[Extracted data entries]

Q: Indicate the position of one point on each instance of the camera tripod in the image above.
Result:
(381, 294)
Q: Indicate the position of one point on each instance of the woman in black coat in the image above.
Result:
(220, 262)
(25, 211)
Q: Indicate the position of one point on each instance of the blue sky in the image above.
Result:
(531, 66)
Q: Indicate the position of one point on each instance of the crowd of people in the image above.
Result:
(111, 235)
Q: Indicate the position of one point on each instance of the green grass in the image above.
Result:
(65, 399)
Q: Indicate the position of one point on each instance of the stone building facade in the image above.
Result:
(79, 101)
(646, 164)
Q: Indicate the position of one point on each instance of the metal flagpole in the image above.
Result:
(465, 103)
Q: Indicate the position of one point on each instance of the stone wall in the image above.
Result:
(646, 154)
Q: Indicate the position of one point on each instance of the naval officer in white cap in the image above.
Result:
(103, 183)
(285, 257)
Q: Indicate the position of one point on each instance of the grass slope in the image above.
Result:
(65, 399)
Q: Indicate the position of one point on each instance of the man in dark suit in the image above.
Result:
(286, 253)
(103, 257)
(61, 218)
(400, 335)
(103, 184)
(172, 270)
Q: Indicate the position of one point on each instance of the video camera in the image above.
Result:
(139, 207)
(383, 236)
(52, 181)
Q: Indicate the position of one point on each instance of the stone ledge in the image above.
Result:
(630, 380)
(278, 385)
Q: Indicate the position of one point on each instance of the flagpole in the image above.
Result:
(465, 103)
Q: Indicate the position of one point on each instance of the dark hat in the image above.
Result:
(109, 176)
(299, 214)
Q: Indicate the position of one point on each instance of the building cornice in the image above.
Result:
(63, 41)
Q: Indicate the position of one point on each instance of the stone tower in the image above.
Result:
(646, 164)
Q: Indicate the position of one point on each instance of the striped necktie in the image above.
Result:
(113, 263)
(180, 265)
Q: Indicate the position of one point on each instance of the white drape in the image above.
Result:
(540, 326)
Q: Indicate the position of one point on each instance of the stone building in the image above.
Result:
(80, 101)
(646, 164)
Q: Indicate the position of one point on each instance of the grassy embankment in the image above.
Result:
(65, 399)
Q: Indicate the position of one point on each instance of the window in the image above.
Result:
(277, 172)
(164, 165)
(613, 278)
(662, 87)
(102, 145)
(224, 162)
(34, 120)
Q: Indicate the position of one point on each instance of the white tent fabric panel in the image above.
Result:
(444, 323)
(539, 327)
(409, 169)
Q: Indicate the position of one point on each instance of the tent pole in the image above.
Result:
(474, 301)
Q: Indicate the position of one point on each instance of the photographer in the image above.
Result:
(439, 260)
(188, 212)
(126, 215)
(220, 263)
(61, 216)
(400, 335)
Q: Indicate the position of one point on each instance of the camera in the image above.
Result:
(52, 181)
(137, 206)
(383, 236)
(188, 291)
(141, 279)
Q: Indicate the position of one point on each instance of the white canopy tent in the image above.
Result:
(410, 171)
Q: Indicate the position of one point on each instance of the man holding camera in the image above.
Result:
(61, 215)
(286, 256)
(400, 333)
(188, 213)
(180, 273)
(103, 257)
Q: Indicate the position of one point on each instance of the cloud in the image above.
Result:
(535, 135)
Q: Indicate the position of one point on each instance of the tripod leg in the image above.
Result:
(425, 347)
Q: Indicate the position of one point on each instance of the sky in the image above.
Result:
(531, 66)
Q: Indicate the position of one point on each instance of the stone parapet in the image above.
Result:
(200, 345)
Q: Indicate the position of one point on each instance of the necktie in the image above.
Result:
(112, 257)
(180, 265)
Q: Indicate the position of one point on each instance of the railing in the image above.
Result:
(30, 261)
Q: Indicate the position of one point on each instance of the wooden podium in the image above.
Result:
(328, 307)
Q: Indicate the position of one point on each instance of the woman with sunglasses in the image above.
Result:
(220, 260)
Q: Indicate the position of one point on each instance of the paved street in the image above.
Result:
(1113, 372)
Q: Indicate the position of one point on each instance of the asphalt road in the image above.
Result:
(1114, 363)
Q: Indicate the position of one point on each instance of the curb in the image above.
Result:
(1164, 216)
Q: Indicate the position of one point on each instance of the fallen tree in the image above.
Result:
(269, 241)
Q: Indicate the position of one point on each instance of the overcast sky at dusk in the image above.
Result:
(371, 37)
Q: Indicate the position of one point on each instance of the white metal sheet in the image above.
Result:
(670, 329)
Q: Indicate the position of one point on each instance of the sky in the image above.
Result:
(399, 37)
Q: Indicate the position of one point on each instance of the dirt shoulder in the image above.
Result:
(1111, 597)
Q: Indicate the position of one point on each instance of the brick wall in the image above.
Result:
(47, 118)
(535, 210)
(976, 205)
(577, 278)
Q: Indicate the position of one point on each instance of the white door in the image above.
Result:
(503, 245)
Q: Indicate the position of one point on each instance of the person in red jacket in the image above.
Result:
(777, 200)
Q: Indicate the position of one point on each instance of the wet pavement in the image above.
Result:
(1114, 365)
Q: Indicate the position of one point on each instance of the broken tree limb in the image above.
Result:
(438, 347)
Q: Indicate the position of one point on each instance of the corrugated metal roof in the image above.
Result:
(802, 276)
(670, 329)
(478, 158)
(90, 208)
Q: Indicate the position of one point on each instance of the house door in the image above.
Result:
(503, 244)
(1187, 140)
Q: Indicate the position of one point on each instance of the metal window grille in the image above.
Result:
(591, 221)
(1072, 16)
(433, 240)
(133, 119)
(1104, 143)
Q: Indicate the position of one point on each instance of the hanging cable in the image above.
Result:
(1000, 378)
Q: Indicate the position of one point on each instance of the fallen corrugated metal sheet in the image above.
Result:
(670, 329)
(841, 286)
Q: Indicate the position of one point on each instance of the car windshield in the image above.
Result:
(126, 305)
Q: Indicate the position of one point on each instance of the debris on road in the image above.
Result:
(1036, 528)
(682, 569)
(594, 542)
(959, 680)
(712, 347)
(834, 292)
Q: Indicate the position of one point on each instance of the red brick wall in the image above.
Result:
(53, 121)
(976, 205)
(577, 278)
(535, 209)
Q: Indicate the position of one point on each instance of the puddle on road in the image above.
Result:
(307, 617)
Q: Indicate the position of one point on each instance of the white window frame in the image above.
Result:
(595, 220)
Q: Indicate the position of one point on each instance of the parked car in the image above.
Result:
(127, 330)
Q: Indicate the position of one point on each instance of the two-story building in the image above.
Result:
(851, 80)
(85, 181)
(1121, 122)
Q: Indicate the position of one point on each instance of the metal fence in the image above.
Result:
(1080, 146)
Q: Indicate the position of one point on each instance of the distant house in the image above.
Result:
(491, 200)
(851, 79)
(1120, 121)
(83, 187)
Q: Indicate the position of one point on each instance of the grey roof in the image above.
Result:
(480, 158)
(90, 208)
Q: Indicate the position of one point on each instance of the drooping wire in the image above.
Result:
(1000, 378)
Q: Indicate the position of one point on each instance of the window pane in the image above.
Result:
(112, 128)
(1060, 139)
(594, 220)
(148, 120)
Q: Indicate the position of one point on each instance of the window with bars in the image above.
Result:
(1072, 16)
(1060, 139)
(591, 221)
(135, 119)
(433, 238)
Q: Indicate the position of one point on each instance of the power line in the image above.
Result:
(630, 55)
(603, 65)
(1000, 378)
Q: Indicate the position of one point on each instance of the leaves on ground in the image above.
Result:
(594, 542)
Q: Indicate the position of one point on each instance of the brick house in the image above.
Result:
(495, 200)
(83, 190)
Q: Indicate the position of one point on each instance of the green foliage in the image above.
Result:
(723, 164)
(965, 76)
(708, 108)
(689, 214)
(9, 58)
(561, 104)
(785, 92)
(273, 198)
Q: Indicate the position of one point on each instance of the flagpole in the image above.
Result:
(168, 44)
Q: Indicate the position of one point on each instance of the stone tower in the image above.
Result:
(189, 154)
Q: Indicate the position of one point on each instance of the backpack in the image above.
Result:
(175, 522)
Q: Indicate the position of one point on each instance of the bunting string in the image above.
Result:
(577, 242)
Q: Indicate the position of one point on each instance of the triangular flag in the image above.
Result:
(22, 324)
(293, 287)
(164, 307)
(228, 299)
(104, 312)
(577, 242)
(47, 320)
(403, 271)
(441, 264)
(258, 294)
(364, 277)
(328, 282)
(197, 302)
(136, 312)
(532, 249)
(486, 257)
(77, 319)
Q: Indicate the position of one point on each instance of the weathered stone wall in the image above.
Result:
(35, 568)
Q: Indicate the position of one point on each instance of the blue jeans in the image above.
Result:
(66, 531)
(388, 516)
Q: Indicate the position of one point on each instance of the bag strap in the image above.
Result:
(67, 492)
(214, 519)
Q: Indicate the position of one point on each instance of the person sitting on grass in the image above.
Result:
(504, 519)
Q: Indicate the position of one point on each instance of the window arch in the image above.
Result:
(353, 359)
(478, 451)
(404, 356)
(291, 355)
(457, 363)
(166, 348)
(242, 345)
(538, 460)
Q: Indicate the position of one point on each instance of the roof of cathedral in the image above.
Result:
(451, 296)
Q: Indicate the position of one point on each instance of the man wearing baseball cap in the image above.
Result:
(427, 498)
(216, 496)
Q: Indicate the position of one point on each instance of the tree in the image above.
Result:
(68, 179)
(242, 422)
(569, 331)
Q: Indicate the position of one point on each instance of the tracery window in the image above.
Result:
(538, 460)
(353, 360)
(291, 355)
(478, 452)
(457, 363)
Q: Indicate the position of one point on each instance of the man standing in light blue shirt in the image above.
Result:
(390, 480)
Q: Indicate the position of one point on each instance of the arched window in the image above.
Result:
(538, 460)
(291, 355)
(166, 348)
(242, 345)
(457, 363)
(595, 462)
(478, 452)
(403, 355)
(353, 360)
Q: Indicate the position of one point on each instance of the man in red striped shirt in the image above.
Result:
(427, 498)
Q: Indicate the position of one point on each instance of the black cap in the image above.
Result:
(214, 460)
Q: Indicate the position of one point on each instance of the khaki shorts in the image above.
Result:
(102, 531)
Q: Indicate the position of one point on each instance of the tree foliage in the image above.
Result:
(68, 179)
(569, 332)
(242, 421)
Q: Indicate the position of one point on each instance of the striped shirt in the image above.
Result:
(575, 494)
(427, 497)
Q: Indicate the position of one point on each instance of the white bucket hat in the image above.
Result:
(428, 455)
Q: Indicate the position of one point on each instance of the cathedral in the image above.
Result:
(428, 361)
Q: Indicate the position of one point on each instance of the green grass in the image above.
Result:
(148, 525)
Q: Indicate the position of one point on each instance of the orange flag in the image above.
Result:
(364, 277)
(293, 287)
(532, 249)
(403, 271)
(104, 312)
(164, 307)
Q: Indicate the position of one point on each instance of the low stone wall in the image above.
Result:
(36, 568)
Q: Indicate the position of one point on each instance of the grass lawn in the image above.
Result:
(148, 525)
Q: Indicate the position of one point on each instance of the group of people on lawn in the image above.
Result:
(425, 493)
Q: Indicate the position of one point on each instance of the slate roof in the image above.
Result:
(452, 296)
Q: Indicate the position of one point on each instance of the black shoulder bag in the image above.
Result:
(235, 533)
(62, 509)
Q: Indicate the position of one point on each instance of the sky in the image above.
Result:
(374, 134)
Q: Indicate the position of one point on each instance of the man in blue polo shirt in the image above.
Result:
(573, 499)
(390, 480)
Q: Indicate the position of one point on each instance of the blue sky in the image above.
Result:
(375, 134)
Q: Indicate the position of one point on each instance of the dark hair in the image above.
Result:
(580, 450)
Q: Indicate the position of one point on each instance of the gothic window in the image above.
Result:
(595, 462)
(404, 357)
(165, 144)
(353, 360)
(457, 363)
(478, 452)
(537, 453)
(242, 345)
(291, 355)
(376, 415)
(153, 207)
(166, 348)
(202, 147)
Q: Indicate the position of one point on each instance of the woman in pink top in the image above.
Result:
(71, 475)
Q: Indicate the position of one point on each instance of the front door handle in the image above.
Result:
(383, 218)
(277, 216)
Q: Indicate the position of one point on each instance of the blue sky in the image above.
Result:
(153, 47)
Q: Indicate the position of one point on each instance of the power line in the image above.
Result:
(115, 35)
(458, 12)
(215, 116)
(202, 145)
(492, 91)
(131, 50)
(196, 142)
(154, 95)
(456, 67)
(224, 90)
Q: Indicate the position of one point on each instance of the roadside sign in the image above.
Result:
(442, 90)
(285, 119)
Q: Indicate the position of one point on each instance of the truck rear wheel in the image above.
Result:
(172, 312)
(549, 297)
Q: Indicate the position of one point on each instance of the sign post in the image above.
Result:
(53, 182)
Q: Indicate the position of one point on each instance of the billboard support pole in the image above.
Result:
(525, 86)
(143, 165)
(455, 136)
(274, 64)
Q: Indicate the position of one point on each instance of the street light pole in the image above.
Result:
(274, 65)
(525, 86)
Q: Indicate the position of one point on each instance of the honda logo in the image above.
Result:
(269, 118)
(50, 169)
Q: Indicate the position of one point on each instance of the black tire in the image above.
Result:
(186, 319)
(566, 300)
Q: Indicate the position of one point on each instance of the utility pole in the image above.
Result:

§ **Work request**
Output an exact copy of the lines beginning at the one that holds "logo in the image above." and running through the final line of the records.

§ **Exercise output**
Q: Indicate the position of one point on each instance of the honda logo in the image above.
Result:
(269, 118)
(50, 169)
Q: Indicate the position of one point on each instance of the black tire in the image above.
Result:
(186, 319)
(566, 300)
Q: Indicate the position of one point on each instance of the utility pole in the image above.
Result:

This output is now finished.